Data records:

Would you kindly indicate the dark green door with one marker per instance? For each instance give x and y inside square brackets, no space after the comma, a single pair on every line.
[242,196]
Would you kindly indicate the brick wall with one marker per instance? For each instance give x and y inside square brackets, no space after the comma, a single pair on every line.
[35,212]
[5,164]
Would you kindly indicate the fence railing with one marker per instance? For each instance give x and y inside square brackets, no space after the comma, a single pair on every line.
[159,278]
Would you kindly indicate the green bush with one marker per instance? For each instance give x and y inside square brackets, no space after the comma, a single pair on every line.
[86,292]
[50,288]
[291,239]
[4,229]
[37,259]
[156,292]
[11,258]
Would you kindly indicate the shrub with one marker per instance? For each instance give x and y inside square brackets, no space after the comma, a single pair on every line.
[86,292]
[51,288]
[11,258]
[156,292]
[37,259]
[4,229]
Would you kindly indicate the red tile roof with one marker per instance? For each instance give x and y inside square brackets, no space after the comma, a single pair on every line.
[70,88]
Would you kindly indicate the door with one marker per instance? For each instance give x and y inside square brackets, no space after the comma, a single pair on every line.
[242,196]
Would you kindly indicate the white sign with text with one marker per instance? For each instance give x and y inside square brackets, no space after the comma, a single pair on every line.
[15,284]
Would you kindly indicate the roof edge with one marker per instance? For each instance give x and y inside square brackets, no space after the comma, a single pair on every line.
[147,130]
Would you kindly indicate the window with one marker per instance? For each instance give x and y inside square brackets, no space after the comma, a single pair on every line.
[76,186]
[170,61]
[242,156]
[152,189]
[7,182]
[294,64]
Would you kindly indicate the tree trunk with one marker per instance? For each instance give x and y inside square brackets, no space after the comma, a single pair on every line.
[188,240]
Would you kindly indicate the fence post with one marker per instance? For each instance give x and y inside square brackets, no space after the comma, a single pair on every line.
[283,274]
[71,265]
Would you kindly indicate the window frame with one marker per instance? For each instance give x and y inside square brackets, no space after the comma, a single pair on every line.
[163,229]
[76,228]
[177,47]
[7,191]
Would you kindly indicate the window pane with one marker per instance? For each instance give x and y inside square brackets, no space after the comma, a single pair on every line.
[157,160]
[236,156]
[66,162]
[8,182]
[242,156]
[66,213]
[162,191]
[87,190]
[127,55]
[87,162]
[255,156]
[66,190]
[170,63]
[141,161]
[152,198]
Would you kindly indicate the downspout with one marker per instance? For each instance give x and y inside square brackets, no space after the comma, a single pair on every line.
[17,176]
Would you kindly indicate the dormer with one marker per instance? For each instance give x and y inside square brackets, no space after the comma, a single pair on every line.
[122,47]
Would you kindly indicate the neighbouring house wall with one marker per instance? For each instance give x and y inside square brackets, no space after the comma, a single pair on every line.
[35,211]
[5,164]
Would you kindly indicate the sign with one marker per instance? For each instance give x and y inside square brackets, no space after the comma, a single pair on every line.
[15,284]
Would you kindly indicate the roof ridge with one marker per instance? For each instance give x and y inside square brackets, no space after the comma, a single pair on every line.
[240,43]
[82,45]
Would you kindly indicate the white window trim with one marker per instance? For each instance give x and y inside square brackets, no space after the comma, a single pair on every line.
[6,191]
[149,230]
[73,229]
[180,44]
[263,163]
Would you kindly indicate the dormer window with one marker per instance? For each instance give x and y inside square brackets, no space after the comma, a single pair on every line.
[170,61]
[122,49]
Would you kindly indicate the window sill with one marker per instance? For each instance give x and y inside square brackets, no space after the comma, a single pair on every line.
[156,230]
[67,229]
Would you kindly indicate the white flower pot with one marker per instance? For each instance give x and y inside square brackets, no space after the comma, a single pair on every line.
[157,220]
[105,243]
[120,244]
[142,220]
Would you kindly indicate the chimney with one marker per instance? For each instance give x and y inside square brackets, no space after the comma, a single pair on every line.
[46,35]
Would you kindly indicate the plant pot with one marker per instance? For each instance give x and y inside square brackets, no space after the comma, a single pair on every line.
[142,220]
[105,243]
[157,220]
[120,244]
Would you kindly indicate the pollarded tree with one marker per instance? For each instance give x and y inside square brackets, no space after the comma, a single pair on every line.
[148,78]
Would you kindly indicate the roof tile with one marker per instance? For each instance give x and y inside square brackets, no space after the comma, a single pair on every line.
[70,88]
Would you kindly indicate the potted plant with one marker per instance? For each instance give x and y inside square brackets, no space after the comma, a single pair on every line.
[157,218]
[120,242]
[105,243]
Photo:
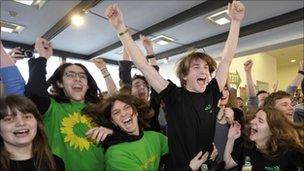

__Exercise instructions__. Pick out every line in the items above that contains the word "tree", and copy each one in full.

__Full solution__.
Would you kindly indicate the tree trunk with one marker per instance? For each instance give x and y inside square brackets, no space after the comma, a single pair on every line.
Would you kindly indicate the pollarded tree with one marker per instance? For each instance give x and y inside square brackets, no space after the comma, a single pair on every line.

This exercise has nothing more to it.